GIVEN PROBLEM: Count the lines of the records below that contain the string "buckle", and reply with that number only.

Extracted records
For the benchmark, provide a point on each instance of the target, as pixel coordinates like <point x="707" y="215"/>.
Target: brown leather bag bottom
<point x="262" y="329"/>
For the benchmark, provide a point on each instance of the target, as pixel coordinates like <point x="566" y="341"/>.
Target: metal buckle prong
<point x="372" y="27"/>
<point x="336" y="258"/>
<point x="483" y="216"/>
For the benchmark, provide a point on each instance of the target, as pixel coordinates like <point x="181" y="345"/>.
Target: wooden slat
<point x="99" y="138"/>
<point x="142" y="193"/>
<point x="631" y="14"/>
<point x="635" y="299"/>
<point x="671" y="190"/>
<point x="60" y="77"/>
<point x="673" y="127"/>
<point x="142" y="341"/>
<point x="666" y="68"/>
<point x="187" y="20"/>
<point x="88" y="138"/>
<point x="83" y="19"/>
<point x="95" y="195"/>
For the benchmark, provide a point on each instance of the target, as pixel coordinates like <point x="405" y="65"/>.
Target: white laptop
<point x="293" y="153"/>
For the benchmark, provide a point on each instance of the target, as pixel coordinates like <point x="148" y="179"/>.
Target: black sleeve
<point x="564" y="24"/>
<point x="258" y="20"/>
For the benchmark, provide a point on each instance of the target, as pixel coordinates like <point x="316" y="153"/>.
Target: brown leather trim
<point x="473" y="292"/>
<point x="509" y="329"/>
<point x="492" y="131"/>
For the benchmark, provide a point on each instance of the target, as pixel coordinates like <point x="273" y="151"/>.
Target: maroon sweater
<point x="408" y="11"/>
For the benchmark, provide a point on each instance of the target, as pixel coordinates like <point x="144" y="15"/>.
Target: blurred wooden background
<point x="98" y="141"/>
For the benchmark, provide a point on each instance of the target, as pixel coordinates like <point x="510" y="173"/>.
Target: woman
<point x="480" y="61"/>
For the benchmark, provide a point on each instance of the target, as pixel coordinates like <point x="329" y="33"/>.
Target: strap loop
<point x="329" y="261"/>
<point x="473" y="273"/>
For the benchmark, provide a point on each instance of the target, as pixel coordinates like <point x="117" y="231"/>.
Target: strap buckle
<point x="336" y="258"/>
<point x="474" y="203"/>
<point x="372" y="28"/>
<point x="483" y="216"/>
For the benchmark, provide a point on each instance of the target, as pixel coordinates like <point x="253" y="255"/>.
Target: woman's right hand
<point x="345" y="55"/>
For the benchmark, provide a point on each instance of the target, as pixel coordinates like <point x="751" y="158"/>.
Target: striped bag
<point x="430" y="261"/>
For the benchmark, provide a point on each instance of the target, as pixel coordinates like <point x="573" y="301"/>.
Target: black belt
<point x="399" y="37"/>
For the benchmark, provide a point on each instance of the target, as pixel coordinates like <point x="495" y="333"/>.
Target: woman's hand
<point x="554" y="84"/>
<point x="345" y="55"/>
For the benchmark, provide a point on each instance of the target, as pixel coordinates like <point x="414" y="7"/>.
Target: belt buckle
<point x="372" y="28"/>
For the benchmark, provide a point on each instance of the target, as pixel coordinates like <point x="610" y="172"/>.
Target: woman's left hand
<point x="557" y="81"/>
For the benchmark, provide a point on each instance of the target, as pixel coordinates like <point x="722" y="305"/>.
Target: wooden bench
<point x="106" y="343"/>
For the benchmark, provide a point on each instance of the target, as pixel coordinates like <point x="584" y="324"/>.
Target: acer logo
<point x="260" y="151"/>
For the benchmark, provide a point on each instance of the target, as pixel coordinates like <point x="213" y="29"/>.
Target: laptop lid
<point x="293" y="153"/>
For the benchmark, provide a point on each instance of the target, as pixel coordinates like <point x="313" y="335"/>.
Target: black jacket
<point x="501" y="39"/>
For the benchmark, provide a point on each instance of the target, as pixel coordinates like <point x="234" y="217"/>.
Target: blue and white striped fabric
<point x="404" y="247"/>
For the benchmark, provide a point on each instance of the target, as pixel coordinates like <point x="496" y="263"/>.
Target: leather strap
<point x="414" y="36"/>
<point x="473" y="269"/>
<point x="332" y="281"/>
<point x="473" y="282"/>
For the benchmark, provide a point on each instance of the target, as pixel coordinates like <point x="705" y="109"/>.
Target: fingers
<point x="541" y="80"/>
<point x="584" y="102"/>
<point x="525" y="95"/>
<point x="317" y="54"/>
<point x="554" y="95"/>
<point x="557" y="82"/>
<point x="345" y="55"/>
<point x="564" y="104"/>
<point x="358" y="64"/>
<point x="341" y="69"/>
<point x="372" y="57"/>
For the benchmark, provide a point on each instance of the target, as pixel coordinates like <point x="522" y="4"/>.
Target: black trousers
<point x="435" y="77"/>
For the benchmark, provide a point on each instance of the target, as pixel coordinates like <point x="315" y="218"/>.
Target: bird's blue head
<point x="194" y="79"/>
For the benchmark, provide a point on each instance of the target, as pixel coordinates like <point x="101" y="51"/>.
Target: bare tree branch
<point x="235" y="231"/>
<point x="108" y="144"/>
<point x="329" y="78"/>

FINAL RESULT: 3